→ **DOCUMENT SEGMENT**:
──────────────────────────────
Alternative: the GGUF path (llama.cpp / Ollama / LM Studio)

If you prefer the portable GGUF ecosystem, OpenAI ships gpt-oss-20b as a native-MXFP4 GGUF too:

# Ollama (simplest) — pulls a ~14 GB MXFP4 build with a 128K context window
ollama run gpt-oss:20b

Ollama lists gpt-oss:20b as a 14 GB download with a 128K context window, and notes the MoE weights are quantized to MXFP4 (ollama.com/library/gpt-oss). The advertised 128K context is the model's capability, not what a 16 GB M2 Pro can hold resident — keep your actual context modest as above. For a hand-managed llama.cpp build, Metal is enabled by default on macOS — "On MacOS, Metal is enabled by default. Using Metal makes the computation run on the GPU." (llama.cpp build docs) — so a standard cmake -B build && cmake --build build --config Release already runs on the GPU. Point it at the single-file MXFP4 GGUF from ggml-org/gpt-oss-20b-GGUF (gpt-oss-20b-mxfp4.gguf, ~12.1 GB). LM Studio runs both MLX and GGUF from a GUI if you prefer not to touch the terminal. The same wired-limit raise (Installation step 2) applies whichever runtime you pick.

All three GGUF runtimes load the same native-MXFP4 weights — there is no requantization step and no CUDA-specific quant kernel involved.
──────────────────────────────
→ **RECORDS**:
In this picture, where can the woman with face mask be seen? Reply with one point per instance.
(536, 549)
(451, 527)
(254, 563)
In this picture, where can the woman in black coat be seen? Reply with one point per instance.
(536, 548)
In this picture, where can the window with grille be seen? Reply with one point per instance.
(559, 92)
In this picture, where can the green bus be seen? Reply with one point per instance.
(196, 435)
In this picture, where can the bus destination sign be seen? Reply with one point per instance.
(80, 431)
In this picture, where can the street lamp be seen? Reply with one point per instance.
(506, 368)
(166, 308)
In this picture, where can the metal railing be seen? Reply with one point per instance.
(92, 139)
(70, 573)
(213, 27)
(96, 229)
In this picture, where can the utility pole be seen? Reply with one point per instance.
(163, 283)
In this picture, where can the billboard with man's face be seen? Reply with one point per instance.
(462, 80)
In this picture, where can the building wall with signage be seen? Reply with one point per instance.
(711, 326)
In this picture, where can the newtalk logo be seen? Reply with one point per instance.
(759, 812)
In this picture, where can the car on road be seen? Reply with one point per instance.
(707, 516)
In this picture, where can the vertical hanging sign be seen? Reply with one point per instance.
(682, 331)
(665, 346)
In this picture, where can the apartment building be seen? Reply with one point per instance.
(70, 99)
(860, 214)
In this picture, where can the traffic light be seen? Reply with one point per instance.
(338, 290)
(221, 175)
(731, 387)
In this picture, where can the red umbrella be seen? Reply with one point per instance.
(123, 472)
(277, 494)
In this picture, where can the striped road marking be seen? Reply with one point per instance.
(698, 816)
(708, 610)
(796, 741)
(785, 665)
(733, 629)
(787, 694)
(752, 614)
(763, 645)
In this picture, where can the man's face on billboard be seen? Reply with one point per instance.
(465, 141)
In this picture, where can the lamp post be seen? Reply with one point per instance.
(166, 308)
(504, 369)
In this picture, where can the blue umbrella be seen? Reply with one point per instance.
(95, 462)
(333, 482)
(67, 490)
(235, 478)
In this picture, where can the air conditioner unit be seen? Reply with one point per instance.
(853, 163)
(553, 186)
──────────────────────────────
→ **WHAT IS NEEDED**: Reproduce everything from "Ollama lists gpt-oss:20b" down to "runtime you pick." in the GGUF runtime text above.

→ **EXERCISE OUTPUT**:
Ollama lists gpt-oss:20b as a 14 GB download with a 128K context window, and notes the MoE weights are quantized to MXFP4 (ollama.com/library/gpt-oss). The advertised 128K context is the model's capability, not what a 16 GB M2 Pro can hold resident — keep your actual context modest as above. For a hand-managed llama.cpp build, Metal is enabled by default on macOS — "On MacOS, Metal is enabled by default. Using Metal makes the computation run on the GPU." (llama.cpp build docs) — so a standard cmake -B build && cmake --build build --config Release already runs on the GPU. Point it at the single-file MXFP4 GGUF from ggml-org/gpt-oss-20b-GGUF (gpt-oss-20b-mxfp4.gguf, ~12.1 GB). LM Studio runs both MLX and GGUF from a GUI if you prefer not to touch the terminal. The same wired-limit raise (Installation step 2) applies whichever runtime you pick.